§ TEXT EXTRACT:
-- begin --

Everything the Spaniards sowed or planted in Uraba grew marvellously well. Is this not worthy, Most Holy Father, of the highest admiration? Every kind of seed, graftings, sugar-canes, and slips of trees and plants, without speaking of the chickens and quadrupeds I have mentioned, were brought from Europe. O admirable fertility! The cucumbers and other similar vegetables sown were ready for picking in less than twenty days. Cabbages, beets, lettuces, salads, and other garden stuff were ripe within ten days; pumpkins and melons were picked twenty-eight days after the seeds were sown. The slips and sprouts, and such of our trees as we plant out in nurseries or trenches, as well as the graftings of trees similar to those in Spain, bore fruit as quickly as in Hispaniola.

The inhabitants of Darien have different kinds of fruit trees, whose varied taste and good quality answer to their needs. I would like to describe the more remarkable ones.

-- end --

§ DATASET CONTENT:
-- begin --

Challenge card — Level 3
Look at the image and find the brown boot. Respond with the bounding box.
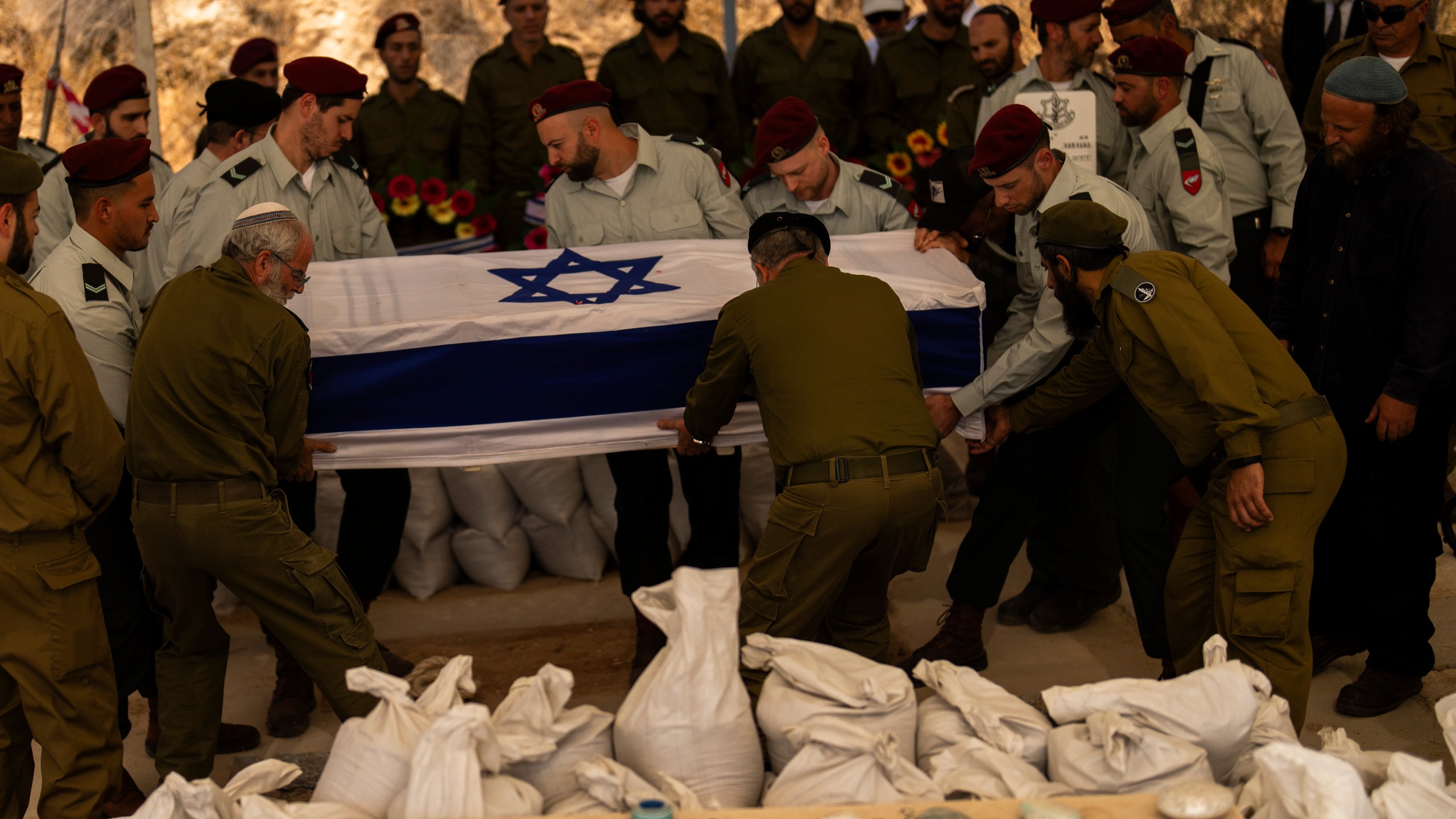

-- end --

§ EXERCISE DIRECTIONS:
Answer these questions on the passage about crops in Uraba.
(a) How many days after sowing were the pumpkins and melons picked?
(b) Within how many days were the cabbages, beets, and lettuces ripe?
(c) What does the passage say the inhabitants of Darien have?
Answer from the text alone, without outside knowledge.

§ CORRECT RESPONSE:
(a) Twenty-eight days.
(b) Within ten days.
(c) Different kinds of fruit trees.